# Task
Answer these questions from the interview on the Delta Plus variant.
1. What additional mutation does the Delta Plus variant have?
2. Which two vaccines would work against the currently circulating variants?
3. How much protection against moderate to severe infection do single shots of vaccines provide, according to recent studies?

# Text under study

- - - -

CHENNAI: As the country slowly recovers from the aftermath of Covid second wave, the concern has now shifted to the Delta Plus Variant that has now surfaced in many parts of the country. TNIE catches up with Dr Chandrakant Lahariya, epidemiologist, public health expert and co-author of the book, 'Till We Win: India's Fight Against The Covid-19 Pandemic.'
Coronavirus has mutated and studies revealed that the Delta variant was the cause of the massive second wave in the country. It is said to be a variant of concern. What are the characteristics of this variant and how is it different?
Essentially, the Delta Plus variant is very similar to the Delta variant. The plus variant has an additional mutation called the K417N. Early evidence indicates that the mutation shows some resistance to monoclonal antibody therapy. Otherwise, its features are similar to that of the Delta variant. Studies are still being done on whether this variant has higher transmissibility and immune escape rates, in comparison to the Delta variant. This is a variant of concern as it is similar to the previous variant. Delta and Delta plus are more transmissible when compared to the Alpha variant. Both have the capacity or ability of immune escape which means individuals infected in the past can still develop an infection. Both carry the quality of breakthrough infections which means people vaccinated also can get infected. However, immune escape is only found in less per cent of the population while vaccines have an 80-90 per cent efficacy rate.
Do the present vaccines work against this variant? ICMR has also said that they were studying the efficacy of vaccines against this variant.
The studies so far have found that available vaccines work against Alpha, Beta, Gamma, and Delta variants. The only difference is that the number of neutralizing antibodies required to neutralize the newer variant is relatively higher. But, Covishield and Covaxin would work against the currently circulating variants. In a recently published paper on Covishield, additional booster shots have shown to produce a higher amount of antibodies sustainable over a period of time. Antibodies are also only one of the markers of immunity, while there is also cell-mediated immunity. This immunity is not measured in the routine process.
Presently, in India, the time gap between the first dose and second dose of Covishield is longer; up to two months. Would the first dose alone provide adequate protection against this variant?
Covishield vaccine during initial trials was to be a single-shot vaccine. But, the researchers during subsequent trials found that additional shots would give higher antibody levels, and finally, it was released as a two-shot vaccine. Researchers found, longer the gap, the protection is better. Recently, studies have also shown single shots of vaccines provide 70 per cent protection against moderate to severe infection. The purpose of vaccines is to reduce hospitalisation. Vaccination is one of the tools to prevent severe illness and a single shot too will be very beneficial.

- - - -

# Segmentation mask data
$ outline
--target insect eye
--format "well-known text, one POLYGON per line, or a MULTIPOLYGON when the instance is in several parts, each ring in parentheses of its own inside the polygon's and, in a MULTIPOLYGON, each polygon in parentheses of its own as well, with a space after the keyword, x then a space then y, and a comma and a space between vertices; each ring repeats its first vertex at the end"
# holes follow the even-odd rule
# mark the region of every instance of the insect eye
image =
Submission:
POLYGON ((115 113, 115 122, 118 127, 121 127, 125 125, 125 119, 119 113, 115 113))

- - - -

# Solution for this exercise
1. K417N.
2. Covishield and Covaxin.
3. 70 percent.